Each record below needs to be retyped exactly.

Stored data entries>
************

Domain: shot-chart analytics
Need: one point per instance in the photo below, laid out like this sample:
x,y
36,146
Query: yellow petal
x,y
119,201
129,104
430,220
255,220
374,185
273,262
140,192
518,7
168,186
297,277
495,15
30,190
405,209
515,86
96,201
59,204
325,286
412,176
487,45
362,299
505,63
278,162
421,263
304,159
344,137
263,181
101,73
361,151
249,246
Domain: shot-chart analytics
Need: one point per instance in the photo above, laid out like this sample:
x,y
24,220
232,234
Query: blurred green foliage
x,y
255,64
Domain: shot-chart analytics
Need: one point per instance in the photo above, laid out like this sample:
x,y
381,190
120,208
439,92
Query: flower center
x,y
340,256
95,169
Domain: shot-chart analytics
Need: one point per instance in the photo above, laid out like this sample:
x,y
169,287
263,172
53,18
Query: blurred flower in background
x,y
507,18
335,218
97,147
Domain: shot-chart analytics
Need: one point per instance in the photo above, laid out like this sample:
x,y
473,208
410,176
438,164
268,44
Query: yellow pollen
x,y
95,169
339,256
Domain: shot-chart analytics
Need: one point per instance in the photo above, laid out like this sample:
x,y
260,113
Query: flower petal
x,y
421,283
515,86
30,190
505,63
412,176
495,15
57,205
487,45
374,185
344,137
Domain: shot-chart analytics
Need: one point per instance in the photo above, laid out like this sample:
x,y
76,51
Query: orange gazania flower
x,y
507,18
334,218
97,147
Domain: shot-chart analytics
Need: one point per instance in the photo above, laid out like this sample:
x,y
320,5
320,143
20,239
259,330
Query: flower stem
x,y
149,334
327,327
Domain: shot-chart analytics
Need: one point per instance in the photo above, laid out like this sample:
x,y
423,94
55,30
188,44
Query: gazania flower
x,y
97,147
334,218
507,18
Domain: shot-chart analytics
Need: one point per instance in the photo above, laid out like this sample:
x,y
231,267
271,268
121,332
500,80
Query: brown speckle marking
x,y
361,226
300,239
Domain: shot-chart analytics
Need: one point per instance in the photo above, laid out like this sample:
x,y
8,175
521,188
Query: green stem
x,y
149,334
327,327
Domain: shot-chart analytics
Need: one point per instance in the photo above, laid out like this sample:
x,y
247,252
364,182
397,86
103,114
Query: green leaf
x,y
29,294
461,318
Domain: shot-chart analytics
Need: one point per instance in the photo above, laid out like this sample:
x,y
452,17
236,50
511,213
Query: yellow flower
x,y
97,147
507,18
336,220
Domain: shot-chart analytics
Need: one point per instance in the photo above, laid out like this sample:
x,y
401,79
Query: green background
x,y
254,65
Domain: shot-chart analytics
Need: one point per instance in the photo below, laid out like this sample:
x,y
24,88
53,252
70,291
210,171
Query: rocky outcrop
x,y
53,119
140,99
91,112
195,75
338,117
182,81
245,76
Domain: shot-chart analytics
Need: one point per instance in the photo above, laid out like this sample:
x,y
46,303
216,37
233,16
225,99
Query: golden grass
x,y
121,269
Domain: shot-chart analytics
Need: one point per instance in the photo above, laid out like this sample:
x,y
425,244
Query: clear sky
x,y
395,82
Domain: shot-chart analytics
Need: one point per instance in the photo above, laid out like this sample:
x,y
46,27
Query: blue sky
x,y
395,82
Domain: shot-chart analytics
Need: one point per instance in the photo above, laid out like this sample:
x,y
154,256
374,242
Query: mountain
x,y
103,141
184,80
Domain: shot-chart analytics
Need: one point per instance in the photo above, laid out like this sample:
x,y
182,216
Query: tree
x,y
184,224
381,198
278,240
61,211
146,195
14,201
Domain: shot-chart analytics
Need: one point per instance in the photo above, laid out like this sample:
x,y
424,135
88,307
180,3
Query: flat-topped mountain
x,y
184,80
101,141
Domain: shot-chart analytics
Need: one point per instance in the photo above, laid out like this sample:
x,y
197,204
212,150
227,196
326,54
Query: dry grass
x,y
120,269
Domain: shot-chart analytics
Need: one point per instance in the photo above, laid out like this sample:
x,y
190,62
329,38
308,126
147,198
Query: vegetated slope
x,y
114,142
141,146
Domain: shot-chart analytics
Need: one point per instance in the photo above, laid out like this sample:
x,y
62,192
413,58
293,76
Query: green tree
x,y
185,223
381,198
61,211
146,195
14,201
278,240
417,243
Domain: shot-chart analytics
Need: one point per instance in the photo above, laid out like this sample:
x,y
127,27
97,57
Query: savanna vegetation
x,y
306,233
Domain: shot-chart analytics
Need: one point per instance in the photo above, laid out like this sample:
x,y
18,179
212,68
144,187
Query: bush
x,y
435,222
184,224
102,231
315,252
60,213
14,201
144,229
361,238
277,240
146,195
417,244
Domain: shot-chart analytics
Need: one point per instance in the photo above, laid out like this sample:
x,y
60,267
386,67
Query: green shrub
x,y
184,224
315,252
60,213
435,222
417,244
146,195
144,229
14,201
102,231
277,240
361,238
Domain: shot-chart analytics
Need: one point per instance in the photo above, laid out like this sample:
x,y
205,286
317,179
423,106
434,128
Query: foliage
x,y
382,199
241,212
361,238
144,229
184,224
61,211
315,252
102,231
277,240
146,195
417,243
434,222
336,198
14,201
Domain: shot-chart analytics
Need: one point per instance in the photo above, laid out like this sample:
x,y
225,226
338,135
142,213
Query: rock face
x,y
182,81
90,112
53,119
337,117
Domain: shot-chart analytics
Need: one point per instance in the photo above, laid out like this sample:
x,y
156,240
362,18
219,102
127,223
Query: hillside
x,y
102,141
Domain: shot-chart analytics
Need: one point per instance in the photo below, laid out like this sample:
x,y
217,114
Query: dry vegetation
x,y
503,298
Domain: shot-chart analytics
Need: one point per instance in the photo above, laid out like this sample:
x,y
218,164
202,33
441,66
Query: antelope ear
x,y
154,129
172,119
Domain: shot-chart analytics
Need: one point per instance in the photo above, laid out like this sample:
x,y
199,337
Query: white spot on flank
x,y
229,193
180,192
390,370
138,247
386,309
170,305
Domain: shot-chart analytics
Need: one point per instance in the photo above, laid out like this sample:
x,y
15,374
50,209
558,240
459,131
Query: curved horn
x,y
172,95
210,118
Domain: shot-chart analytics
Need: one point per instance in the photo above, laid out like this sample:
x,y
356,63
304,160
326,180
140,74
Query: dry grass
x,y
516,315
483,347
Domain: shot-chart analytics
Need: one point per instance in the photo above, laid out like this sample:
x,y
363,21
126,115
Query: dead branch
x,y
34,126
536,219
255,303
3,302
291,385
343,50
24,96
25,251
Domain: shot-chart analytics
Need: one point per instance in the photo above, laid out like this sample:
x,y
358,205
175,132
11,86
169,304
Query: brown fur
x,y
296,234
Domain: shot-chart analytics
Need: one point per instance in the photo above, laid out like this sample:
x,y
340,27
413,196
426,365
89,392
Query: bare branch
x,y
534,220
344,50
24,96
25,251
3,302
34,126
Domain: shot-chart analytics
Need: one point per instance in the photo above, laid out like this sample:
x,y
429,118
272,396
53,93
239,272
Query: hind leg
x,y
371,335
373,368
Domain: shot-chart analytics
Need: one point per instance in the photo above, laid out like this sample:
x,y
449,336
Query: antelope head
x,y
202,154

************

EXERCISE OUTPUT>
Domain: shot-chart analytics
Need: one point per instance in the photo below, laid out like this sample:
x,y
36,146
Query: yellow petal
x,y
119,201
129,104
430,220
255,220
374,185
273,262
140,192
518,7
168,186
297,277
495,15
30,190
405,209
515,86
96,201
59,204
325,286
412,176
487,45
362,299
505,63
278,162
421,263
304,159
344,137
263,181
101,73
361,151
249,246
Domain: shot-chart analytics
Need: one point per instance in the photo above, laid out like this sample:
x,y
24,220
232,234
Query: blurred green foliage
x,y
255,64
Domain: shot-chart analytics
Need: one point per instance in the photo above, laid out like this sample:
x,y
381,190
120,208
439,92
Query: flower center
x,y
340,256
95,169
Domain: shot-chart analytics
Need: one point per instance in the photo above, laid out like this sample:
x,y
169,287
263,172
53,18
Query: blurred flower in background
x,y
507,18
335,218
97,147
Domain: shot-chart analytics
Need: one point per instance in the photo above, laid out like this sample:
x,y
473,208
410,176
438,164
268,44
Query: yellow pollen
x,y
95,169
339,256
Domain: shot-chart analytics
Need: one point per instance in the photo above, laid out like this sample:
x,y
260,113
Query: flower petal
x,y
421,283
515,86
30,190
505,63
412,176
495,15
57,205
487,45
374,185
344,137
Domain: shot-chart analytics
Need: one point per instance in the photo above, laid out like this sample:
x,y
76,51
Query: orange gazania flower
x,y
507,18
334,218
97,147
Domain: shot-chart analytics
Need: one point per instance in the photo above, laid out like this sample:
x,y
320,5
320,143
20,239
259,330
Query: flower stem
x,y
149,334
327,327
Domain: shot-chart analytics
Need: one point per instance in the photo above, laid out like this sample:
x,y
423,94
55,30
188,44
Query: gazania flower
x,y
97,147
334,218
507,18
Domain: shot-chart analytics
Need: one point per instance in the photo above, laid out like this sample:
x,y
231,267
271,268
121,332
500,80
Query: brown speckle marking
x,y
361,226
300,239
Domain: shot-chart analytics
Need: one point per instance in the photo above, laid out like this sample:
x,y
8,175
521,188
Query: green stem
x,y
149,334
327,327
Domain: shot-chart analytics
Need: one point per instance in the photo above, laid out like this sample:
x,y
247,252
364,182
397,86
103,114
Query: green leaf
x,y
29,294
461,318
Domain: shot-chart analytics
Need: one point per instance in the photo above, laid out like this sample:
x,y
452,17
236,50
511,213
Query: yellow flower
x,y
97,147
507,18
336,220
Domain: shot-chart analytics
Need: one point per instance in the photo above, laid out like this sample:
x,y
401,79
Query: green background
x,y
254,65
Domain: shot-chart analytics
Need: one point per instance in the photo below, laid out like this sample:
x,y
24,88
53,252
70,291
210,171
Query: rocky outcrop
x,y
53,119
140,99
91,112
195,75
338,117
182,81
245,76
Domain: shot-chart analytics
Need: one point per instance in the photo above, laid out like this sample:
x,y
46,303
216,37
233,16
225,99
Query: golden grass
x,y
121,269
Domain: shot-chart analytics
Need: one point per instance in the photo above, laid out like this sample:
x,y
425,244
Query: clear sky
x,y
395,82
Domain: shot-chart analytics
Need: one point per instance in the photo above, laid out like this sample:
x,y
46,27
Query: blue sky
x,y
395,82
Domain: shot-chart analytics
Need: one point per instance in the photo above, laid out like this sample:
x,y
154,256
374,242
Query: mountain
x,y
103,141
184,80
Domain: shot-chart analytics
Need: one point per instance in the photo above, laid out like this sample:
x,y
182,216
Query: tree
x,y
184,224
381,198
278,240
61,211
146,195
14,201
Domain: shot-chart analytics
Need: one point per instance in the photo above, laid out like this sample:
x,y
424,135
88,307
180,3
Query: flat-topped mountain
x,y
184,80
101,141
Domain: shot-chart analytics
Need: one point per instance in the photo above, laid out like this sample:
x,y
197,204
212,150
227,196
326,54
Query: dry grass
x,y
120,269
Domain: shot-chart analytics
Need: one point per instance in the photo above, laid out like this sample:
x,y
190,62
329,38
308,126
147,198
Query: vegetated slope
x,y
114,142
141,146
Domain: shot-chart analytics
Need: one point per instance in the photo above, laid out like this sample:
x,y
62,192
413,58
293,76
Query: green tree
x,y
185,223
381,198
61,211
146,195
14,201
278,240
417,243
Domain: shot-chart analytics
Need: one point per instance in the photo above, laid out like this sample:
x,y
127,27
97,57
Query: savanna vegetation
x,y
306,233
Domain: shot-chart analytics
Need: one point per instance in the photo above, laid out like this sample:
x,y
18,179
212,68
144,187
Query: bush
x,y
435,222
184,224
102,231
315,252
60,213
14,201
144,229
361,238
277,240
146,195
417,244
Domain: shot-chart analytics
Need: one point per instance in the photo above, laid out like this sample:
x,y
60,267
386,67
Query: green shrub
x,y
184,224
315,252
60,213
435,222
417,244
146,195
144,229
14,201
102,231
277,240
361,238
Domain: shot-chart analytics
Need: one point per instance in the photo above, laid out like this sample:
x,y
205,286
317,179
423,106
434,128
Query: foliage
x,y
382,199
241,212
361,238
144,229
184,224
61,211
315,252
102,231
277,240
146,195
417,243
434,222
336,198
14,201
Domain: shot-chart analytics
Need: one point per instance in the photo above, laid out like this sample:
x,y
225,226
338,135
142,213
Query: rock face
x,y
182,81
90,112
53,119
337,117
Domain: shot-chart analytics
Need: one point per instance in the photo above, laid out like this sample:
x,y
156,240
362,18
219,102
127,223
Query: hillside
x,y
102,141
Domain: shot-chart analytics
Need: one point per instance in the photo below, laid out like this sample:
x,y
217,114
Query: dry vegetation
x,y
503,298
Domain: shot-chart analytics
Need: one point per instance in the photo above, laid out like this sample:
x,y
218,164
202,33
441,66
Query: antelope ear
x,y
154,129
172,119
Domain: shot-chart analytics
Need: one point per instance in the photo above, laid out like this sample:
x,y
199,337
Query: white spot on flank
x,y
229,193
180,192
390,370
138,247
386,309
170,305
Domain: shot-chart analytics
Need: one point per instance in the photo above, laid out like this sample:
x,y
15,374
50,209
558,240
459,131
Query: curved horn
x,y
172,95
210,118
Domain: shot-chart analytics
Need: one point per instance in the photo above, laid out like this sample:
x,y
356,63
304,160
326,180
140,74
Query: dry grass
x,y
516,315
483,347
Domain: shot-chart analytics
Need: one point per instance in the photo above, laid out like this sample:
x,y
363,21
126,115
Query: dead branch
x,y
34,126
536,219
255,303
3,302
291,385
343,50
24,96
25,251
Domain: shot-chart analytics
Need: one point per instance in the photo above, laid out like this sample:
x,y
358,205
175,132
11,86
169,304
Query: brown fur
x,y
296,234
Domain: shot-chart analytics
Need: one point per instance in the photo above, laid out like this sample:
x,y
340,27
413,196
426,365
89,392
Query: bare branch
x,y
534,220
344,50
24,96
25,251
3,302
34,126
Domain: shot-chart analytics
Need: one point per instance in the photo above, laid out like this sample:
x,y
429,118
272,396
53,93
239,272
Query: hind leg
x,y
371,335
373,368
Domain: shot-chart analytics
Need: one point per instance in the photo above, laid out like this sample:
x,y
449,336
Query: antelope head
x,y
202,154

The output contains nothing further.